## SOURCE PASSAGE
--- begin ---

Throughout my time there, Hamline taught me how to think critically about my craft, it showed me what books I should read, it introduced me to the kidlit community of the past, present, and future, and it gave me permission to spend inordinate amounts of time by myself, writing.

I was at Hamline from the summer of 2015 to the summer of 2017, and during that time I wrote a lot and queried very little. In those two years I drafted two and a half full-length novels, as well as fifteen picture books. But in that whole two year timespan, I only sent out 8 queries: 2 for INKSTAINED (1 partial request, and 1 polite rejection) and 6 for a picture book.

This is where the story starts to get interesting.

In 2017 I wrote a picture book called PASTA PASTA LOTSA PASTA. If you couldn’t guess, it’s about pasta. I only sent it to a few agents, but one of those agents is named Kathleen Rushall.

If that name sounds familiar to you, it’s because she’s my agent now.

But she didn’t accept me right away.

I sent her my picture book draft and she liked it enough to request more work. But, I’m not really a picture book writer, so in addition to sending her more picture books, I also sent her the first three chapters of every book I had ever written, including the first few noodly poems in this totally off-the-wall novel in verse idea I had about a girl learning to code that combines poetry and programming languages. The book was called THE MUSIC MY KEYBOARD MAKES.

Now, normally I would never, ever, ever send an agent something that I hadn’t even drafted yet, but this agent was specifically interested in girls in tech, and I’m a girl in tech, and my new character was a girl in tech, so I figured… why not!

I didn’t hear from Kathleen for six months. In that time I drafted and revised THE MUSIC MY KEYBOARD MAKES with my advisor, Laura Ruby, and when I graduated with a shiny new master’s degree, I decided to nudge that agent who had liked PASTA, and tell her that oh, by the way, I’m still working on that novel in verse, sign me please.

And she got back to me!

With a no.

As it turns out, she had closed herself to queries earlier that year, and she already had so many picture book writers, and while she loved my work, she was going to have to pass.

The Final Push

I was disappointed, but now I had a plan. I really loved this novel in verse idea, I had piles of feedback from beta readers, and for the first time ever I was certain that the story I was telling was well-written, important, and was ripe for the market.

--- end ---

## STATED PROBLEM 1
Can you output the section of the passage about finding a literary agent starting with "Now, normally I" and going on through "sign me please.", copied exactly?
The passage about finding a literary agent and the listing that follows have no connection to each other.

(Location identification entries)
--- begin ---

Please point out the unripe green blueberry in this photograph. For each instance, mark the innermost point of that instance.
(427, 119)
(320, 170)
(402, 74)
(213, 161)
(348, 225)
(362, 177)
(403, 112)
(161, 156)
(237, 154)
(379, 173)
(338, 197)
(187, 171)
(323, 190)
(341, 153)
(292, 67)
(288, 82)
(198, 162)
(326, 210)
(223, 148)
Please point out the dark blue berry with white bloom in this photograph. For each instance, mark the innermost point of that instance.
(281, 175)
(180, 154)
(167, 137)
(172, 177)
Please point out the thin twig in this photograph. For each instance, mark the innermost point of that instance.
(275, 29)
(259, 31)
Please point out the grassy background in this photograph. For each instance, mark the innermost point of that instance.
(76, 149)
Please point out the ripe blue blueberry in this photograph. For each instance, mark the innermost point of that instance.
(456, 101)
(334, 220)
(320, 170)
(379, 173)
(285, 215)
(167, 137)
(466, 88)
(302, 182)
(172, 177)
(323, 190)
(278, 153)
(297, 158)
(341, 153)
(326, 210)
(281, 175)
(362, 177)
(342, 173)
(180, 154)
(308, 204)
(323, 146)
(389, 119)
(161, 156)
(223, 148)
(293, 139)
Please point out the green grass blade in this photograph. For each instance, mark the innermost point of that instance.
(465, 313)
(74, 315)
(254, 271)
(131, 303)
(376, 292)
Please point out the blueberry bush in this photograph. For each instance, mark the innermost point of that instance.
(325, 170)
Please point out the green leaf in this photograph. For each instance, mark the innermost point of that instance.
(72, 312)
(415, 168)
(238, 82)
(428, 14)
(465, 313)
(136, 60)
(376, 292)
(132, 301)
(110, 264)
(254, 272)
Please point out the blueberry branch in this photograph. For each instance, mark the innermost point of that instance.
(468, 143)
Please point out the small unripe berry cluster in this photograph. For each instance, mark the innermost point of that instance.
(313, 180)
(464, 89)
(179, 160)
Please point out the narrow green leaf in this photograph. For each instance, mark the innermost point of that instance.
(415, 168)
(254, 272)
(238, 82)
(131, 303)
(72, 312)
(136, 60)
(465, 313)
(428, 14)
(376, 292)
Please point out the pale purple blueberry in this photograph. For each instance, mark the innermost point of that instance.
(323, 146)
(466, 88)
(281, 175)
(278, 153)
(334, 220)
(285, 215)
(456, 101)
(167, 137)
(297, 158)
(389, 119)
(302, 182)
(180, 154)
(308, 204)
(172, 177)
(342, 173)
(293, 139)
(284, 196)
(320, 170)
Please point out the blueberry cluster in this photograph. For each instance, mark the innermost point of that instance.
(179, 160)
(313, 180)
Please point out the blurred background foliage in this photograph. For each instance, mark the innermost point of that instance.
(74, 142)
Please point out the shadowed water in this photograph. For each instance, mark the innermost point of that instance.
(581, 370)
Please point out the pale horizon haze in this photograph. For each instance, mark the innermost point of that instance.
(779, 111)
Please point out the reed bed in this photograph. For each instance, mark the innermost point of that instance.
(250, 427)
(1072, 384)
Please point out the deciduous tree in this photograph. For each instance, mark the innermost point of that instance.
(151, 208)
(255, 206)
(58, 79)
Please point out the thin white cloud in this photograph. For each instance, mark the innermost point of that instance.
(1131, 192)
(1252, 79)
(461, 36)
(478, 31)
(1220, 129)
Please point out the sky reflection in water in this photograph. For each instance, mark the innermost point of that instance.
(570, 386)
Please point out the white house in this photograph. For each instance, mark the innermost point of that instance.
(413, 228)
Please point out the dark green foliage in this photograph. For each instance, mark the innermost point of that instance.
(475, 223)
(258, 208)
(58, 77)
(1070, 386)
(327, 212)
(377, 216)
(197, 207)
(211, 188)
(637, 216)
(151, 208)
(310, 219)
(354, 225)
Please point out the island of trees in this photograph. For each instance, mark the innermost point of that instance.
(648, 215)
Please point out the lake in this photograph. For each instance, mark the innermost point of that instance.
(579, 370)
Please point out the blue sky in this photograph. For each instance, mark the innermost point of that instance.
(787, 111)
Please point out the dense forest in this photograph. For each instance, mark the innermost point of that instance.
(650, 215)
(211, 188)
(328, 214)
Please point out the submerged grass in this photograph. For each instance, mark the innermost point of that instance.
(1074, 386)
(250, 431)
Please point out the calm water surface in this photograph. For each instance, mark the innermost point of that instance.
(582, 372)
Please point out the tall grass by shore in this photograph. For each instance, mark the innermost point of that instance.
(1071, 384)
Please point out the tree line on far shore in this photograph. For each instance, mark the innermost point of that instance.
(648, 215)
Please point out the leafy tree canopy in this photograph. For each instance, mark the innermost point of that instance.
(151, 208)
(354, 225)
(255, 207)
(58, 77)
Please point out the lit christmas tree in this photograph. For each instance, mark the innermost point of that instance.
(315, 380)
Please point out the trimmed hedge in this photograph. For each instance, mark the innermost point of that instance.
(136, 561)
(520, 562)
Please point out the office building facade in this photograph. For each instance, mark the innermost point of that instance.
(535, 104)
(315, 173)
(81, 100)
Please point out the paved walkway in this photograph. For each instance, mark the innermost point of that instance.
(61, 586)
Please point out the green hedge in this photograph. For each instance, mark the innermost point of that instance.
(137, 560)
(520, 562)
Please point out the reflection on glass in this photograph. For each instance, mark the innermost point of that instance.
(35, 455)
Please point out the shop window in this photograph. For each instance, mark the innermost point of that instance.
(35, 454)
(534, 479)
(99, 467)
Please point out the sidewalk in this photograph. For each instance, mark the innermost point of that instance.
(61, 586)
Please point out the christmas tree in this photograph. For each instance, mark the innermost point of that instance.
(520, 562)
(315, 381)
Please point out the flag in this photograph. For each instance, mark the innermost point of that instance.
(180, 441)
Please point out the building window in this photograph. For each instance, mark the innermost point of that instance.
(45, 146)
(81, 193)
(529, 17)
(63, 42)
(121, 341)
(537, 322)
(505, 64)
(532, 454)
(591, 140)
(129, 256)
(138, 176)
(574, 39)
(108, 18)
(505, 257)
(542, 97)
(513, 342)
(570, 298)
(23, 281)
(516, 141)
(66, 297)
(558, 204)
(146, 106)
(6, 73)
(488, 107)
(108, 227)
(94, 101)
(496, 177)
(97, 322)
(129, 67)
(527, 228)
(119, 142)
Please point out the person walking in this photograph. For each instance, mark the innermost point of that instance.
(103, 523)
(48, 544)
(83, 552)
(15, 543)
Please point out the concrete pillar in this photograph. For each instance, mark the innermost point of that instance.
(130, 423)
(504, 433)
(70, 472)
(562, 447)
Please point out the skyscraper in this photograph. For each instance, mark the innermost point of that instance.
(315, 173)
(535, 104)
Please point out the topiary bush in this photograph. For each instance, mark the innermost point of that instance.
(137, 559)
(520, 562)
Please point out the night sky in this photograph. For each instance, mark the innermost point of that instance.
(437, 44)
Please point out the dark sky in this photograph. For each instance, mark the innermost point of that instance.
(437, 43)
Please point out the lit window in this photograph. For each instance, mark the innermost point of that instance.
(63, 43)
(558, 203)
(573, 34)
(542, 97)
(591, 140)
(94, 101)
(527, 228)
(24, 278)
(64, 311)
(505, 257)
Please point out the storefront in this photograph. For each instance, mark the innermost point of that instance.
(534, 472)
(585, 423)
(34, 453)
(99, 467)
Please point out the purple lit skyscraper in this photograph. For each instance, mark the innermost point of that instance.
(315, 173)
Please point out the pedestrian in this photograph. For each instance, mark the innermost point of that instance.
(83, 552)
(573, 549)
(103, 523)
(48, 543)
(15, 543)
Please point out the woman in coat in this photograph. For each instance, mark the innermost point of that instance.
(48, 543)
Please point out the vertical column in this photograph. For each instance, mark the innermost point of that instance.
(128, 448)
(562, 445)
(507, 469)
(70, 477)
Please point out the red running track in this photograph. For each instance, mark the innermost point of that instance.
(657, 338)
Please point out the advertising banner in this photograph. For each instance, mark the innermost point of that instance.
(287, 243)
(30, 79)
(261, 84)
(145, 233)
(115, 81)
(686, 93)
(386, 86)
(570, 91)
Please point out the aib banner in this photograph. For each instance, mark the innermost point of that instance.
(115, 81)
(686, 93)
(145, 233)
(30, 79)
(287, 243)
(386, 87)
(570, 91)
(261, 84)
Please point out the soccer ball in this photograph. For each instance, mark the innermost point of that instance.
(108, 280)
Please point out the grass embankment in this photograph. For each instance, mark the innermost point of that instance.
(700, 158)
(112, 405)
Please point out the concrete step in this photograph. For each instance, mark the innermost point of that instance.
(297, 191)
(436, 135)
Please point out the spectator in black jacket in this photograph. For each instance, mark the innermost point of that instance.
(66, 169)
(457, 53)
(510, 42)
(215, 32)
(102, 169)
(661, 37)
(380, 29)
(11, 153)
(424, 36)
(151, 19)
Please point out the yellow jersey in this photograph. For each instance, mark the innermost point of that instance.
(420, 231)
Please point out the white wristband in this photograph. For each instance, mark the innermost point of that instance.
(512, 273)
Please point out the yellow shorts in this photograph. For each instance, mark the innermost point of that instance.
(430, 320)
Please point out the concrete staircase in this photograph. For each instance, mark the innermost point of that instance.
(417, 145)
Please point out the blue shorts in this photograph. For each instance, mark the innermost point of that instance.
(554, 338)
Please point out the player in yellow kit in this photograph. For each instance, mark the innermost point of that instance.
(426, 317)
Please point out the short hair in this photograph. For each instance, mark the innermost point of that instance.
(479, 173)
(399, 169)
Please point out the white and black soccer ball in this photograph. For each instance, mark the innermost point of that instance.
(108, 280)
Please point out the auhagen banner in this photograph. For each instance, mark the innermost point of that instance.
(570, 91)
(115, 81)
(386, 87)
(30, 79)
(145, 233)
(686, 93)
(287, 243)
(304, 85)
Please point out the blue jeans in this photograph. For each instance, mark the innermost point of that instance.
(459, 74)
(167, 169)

--- end ---

## STATED PROBLEM 2
Can you express the listing as a two-column CSV with the columns request and points, one row per request? Cover only the entries starting with the line with "Please point out the white house" and going on through the line with "(1071, 384)". Put each request's text and its answer in one quoted field each, with line breaks turned into spaces.

## EXERCISE ANSWER 1
Now, normally I would never, ever, ever send an agent something that I hadn’t even drafted yet, but this agent was specifically interested in girls in tech, and I’m a girl in tech, and my new character was a girl in tech, so I figured… why not!

I didn’t hear from Kathleen for six months. In that time I drafted and revised THE MUSIC MY KEYBOARD MAKES with my advisor, Laura Ruby, and when I graduated with a shiny new master’s degree, I decided to nudge that agent who had liked PASTA, and tell her that oh, by the way, I’m still working on that novel in verse, sign me please.

## EXERCISE ANSWER 2
request,points
"Please point out the white house in this photograph. For each instance, mark the innermost point of that instance.","(413, 228)"
"Please point out the dark green foliage in this photograph. For each instance, mark the innermost point of that instance.","(475, 223) (258, 208) (58, 77) (1070, 386) (327, 212) (377, 216) (197, 207) (211, 188) (637, 216) (151, 208) (310, 219) (354, 225)"
"Please point out the island of trees in this photograph. For each instance, mark the innermost point of that instance.","(648, 215)"
"Please point out the lake in this photograph. For each instance, mark the innermost point of that instance.","(579, 370)"
"Please point out the blue sky in this photograph. For each instance, mark the innermost point of that instance.","(787, 111)"
"Please point out the dense forest in this photograph. For each instance, mark the innermost point of that instance.","(650, 215) (211, 188) (328, 214)"
"Please point out the submerged grass in this photograph. For each instance, mark the innermost point of that instance.","(1074, 386) (250, 431)"
"Please point out the calm water surface in this photograph. For each instance, mark the innermost point of that instance.","(582, 372)"
"Please point out the tall grass by shore in this photograph. For each instance, mark the innermost point of that instance.","(1071, 384)"